Brésil : la chasse aux enseignants “marxistes”

Publié le 24/08/2020 à 12:20
Brésil : la chasse aux enseignants “marxistes”

Dans le flot des problèmes inondant le Brésil, il en est un moins médiatique que l’extrême violence endémique ou l’actuel coronavirus. C’est celui de l’éducation, en proie à une mise au pas par le gouvernement d’extrême-droite. Une véritable chasse aux enseignants supposés “marxistes” s’y déroule, de même qu’aux disciplines considérées comme “inutiles”. 

 

 

Une éducation nationaliste

 

Depuis l’arrivée au pouvoir du gouvernement Bolsonaro en janvier 2019, l’Éducation nationale fait figure de cheval de bataille. La nomination du ministre de l’Éducation, Ricardo Vélez Rodríguez (limogé quelques mois plus tard), a immédiatement donné le ton. Anticommuniste convaincu, Rodríguez souhaitait revenir à la sanglante dictature militaire des années 1960 à 1980, en obligeant les élèves à chanter l’hymne brésilien ponctué du slogan “Le Brésil au-dessus de tout“, rappelant l’hymne national allemand des années 1930. Son successeur Abraham Weintraub n’a guère changé de ligne directrice en déclarant la guerre au “marxisme culturel” et en s’attaquant aux filières littéraires, jugées infestées, avant d’être contraint de démissionner à la suite d’une procédure judiciaire pour racisme.

**Exercice A**
Recopiez le passage de l'article sur l'éducation au Brésil allant de "Une éducation nationaliste" à "judiciaire pour racisme.", en renommant "Rodríguez" en "Vélez".
**Exercice B**
D'après l'article sur l'éducation au Brésil, qui a succédé à Ricardo Vélez Rodríguez au poste de ministre de l'Éducation ?
**Exercice C**
Résumez l'article sur l'éducation au Brésil en deux phrases.

Éléments du jeu de données
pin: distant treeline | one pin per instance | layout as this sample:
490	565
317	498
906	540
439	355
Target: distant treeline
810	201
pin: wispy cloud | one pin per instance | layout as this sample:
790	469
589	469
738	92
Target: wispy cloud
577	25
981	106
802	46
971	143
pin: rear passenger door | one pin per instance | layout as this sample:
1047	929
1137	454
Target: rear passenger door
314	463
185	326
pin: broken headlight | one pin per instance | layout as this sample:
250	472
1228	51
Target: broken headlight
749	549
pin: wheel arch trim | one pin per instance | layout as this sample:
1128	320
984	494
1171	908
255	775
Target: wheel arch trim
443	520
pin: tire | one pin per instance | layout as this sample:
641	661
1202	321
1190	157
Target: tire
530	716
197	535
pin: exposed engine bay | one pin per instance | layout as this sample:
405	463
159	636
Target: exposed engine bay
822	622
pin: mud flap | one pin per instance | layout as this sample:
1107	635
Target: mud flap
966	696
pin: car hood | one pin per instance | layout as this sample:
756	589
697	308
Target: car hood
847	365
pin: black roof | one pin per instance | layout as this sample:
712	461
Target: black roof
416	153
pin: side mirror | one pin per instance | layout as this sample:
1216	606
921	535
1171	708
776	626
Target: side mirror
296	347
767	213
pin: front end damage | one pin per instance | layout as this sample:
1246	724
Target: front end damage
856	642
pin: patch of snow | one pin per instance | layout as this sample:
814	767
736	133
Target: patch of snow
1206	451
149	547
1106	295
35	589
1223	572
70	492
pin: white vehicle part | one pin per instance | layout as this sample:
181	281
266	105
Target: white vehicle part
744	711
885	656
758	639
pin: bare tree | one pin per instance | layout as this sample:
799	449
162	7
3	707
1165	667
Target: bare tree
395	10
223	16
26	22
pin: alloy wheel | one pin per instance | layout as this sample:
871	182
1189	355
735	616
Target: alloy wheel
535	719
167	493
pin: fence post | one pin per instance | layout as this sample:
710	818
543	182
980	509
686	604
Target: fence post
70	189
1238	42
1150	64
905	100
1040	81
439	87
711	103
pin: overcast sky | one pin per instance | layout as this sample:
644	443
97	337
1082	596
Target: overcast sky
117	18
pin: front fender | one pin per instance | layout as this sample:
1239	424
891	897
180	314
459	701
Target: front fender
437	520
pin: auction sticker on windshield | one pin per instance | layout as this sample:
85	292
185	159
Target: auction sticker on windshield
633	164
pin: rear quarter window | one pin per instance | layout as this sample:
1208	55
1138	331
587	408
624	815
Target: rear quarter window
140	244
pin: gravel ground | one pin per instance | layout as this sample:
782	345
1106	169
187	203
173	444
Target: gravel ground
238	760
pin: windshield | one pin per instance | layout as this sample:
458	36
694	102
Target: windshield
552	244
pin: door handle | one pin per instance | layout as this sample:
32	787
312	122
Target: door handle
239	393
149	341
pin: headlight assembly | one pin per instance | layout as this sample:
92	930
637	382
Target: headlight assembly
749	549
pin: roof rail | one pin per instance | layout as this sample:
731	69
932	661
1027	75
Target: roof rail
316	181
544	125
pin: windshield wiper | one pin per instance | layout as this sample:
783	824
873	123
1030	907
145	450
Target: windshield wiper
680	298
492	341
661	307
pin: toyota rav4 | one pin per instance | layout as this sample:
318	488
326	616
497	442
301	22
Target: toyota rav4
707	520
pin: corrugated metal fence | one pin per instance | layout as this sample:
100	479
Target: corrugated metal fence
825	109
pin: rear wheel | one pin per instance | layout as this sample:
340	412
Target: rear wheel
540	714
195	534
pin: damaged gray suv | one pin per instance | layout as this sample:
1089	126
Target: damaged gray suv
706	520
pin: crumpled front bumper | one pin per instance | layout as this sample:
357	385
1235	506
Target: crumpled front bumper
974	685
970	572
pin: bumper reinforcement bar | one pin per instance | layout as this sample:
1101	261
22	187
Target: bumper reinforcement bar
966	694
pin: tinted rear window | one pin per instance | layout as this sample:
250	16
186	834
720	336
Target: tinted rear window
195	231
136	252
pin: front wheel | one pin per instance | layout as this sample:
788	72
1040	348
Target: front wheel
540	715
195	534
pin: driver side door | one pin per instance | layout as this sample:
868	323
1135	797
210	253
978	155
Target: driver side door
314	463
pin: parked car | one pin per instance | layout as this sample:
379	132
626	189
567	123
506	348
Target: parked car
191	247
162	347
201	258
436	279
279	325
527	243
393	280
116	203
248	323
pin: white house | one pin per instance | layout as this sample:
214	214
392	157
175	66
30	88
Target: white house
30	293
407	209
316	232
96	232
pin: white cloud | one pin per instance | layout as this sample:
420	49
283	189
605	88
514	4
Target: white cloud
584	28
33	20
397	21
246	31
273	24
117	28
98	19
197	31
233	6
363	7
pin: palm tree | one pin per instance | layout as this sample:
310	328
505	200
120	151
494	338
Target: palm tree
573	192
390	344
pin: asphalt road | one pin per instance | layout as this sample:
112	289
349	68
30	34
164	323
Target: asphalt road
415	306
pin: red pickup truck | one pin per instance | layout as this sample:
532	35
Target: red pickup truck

**Réponse A**
Une éducation nationaliste

 

Depuis l’arrivée au pouvoir du gouvernement Bolsonaro en janvier 2019, l’Éducation nationale fait figure de cheval de bataille. La nomination du ministre de l’Éducation, Ricardo Vélez Vélez (limogé quelques mois plus tard), a immédiatement donné le ton. Anticommuniste convaincu, Vélez souhaitait revenir à la sanglante dictature militaire des années 1960 à 1980, en obligeant les élèves à chanter l’hymne brésilien ponctué du slogan “Le Brésil au-dessus de tout“, rappelant l’hymne national allemand des années 1930. Son successeur Abraham Weintraub n’a guère changé de ligne directrice en déclarant la guerre au “marxisme culturel” et en s’attaquant aux filières littéraires, jugées infestées, avant d’être contraint de démissionner à la suite d’une procédure judiciaire pour racisme.

**Réponse B**
Abraham Weintraub.

**Réponse C**
Au Brésil, le gouvernement d'extrême droite cherche à mettre l'éducation au pas en pourchassant les enseignants supposés « marxistes » et les disciplines jugées « inutiles ». Depuis l'arrivée de Bolsonaro au pouvoir en janvier 2019, les ministres de l'Éducation ont suivi cette ligne : d'abord Ricardo Vélez Rodríguez, anticommuniste convaincu, puis Abraham Weintraub, qui a déclaré la guerre au « marxisme culturel » et s'en est pris aux filières littéraires.